━━━ EXTRACTED DATA

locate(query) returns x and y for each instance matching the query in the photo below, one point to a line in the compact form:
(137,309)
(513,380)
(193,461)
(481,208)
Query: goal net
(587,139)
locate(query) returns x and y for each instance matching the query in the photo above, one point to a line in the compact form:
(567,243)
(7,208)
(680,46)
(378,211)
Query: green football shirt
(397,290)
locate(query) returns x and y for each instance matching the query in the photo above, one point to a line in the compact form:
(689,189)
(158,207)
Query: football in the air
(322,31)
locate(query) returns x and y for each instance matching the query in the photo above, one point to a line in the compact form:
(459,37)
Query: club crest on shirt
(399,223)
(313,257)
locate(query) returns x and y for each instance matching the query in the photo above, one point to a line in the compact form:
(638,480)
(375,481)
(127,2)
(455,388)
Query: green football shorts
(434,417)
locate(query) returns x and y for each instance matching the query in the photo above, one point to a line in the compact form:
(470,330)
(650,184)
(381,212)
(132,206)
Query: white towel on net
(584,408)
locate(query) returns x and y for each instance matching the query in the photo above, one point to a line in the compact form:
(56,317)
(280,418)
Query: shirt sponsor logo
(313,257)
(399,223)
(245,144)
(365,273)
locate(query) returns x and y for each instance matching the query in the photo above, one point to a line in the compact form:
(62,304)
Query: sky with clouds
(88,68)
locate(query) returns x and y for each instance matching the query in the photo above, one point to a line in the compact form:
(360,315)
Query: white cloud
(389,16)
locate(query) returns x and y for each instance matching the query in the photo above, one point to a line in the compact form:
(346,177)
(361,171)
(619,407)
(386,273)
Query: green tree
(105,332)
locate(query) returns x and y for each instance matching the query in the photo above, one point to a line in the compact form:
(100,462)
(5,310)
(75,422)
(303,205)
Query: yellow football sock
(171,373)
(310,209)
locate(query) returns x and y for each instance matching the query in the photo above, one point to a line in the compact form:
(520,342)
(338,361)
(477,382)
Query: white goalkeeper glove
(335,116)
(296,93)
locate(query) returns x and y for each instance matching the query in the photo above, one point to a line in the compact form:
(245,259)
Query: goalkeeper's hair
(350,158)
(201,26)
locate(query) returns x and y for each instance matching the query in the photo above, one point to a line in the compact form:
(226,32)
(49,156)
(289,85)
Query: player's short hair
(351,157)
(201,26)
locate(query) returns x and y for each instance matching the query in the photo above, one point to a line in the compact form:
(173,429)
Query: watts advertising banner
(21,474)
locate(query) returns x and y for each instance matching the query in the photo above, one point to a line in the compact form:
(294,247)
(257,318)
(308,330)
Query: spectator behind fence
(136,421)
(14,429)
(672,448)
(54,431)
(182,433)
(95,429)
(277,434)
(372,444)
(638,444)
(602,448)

━━━━━━
━━━ EXTRACTED DATA

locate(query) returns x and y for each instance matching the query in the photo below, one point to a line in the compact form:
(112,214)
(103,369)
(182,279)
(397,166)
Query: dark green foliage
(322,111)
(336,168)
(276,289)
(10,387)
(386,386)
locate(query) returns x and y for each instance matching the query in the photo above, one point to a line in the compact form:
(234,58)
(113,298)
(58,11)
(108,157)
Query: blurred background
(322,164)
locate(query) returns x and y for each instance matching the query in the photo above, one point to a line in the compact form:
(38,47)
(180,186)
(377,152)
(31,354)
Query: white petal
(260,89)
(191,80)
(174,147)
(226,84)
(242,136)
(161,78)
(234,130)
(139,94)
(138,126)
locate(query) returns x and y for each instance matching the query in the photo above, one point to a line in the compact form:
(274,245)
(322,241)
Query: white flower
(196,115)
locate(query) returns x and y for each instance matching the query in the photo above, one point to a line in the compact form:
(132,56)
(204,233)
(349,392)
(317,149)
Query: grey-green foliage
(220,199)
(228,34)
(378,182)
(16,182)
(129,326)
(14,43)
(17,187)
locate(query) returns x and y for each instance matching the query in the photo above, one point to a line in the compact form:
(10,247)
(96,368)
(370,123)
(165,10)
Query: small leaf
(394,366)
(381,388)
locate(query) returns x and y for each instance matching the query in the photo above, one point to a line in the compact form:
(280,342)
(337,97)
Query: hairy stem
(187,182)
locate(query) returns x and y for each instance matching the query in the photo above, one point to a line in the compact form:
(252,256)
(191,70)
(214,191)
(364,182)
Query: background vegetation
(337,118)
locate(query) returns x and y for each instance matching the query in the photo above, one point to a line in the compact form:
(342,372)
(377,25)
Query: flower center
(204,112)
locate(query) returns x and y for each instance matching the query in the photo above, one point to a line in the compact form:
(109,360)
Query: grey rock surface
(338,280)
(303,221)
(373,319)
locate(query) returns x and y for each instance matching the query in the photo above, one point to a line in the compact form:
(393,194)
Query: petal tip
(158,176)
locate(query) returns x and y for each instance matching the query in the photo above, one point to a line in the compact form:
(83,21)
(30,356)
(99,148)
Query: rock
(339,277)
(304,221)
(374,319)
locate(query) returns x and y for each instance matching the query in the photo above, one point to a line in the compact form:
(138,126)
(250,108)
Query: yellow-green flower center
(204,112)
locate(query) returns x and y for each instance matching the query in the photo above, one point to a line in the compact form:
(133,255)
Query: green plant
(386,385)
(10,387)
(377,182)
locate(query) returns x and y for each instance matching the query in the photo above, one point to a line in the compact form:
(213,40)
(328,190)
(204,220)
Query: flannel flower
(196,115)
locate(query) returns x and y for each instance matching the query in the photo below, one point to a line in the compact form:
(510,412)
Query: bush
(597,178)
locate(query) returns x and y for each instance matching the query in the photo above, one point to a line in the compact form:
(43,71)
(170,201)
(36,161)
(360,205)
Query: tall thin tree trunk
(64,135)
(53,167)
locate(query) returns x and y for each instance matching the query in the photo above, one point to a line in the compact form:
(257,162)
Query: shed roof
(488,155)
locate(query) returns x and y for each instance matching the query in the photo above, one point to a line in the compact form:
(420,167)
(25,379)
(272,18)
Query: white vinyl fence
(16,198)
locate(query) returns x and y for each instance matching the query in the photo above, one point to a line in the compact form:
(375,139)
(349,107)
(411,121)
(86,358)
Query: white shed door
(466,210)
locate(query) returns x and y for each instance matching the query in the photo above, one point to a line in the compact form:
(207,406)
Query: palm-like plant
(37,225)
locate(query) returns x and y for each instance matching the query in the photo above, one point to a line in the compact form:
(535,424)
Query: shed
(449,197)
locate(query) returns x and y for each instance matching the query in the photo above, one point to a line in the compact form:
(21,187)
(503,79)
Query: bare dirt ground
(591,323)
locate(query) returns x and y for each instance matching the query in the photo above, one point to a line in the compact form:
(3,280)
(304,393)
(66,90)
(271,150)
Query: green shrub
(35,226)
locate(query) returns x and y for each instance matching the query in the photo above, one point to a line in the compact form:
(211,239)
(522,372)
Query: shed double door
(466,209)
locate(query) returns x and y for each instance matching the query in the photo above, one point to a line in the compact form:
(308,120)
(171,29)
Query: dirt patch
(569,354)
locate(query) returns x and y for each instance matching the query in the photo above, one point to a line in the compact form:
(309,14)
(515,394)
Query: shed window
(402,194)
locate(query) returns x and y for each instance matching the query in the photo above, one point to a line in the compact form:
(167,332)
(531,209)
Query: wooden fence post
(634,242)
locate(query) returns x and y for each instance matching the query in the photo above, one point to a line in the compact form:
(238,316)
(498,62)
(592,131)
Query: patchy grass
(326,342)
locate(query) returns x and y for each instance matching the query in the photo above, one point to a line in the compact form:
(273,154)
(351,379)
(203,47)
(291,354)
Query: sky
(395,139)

━━━━━━

## AIM OF THE TASK
Return every line in the records above that contains the word "fence".

## SOLVED PROBLEM
Query: spectator behind fence
Query: white vinyl fence
Query: wooden fence post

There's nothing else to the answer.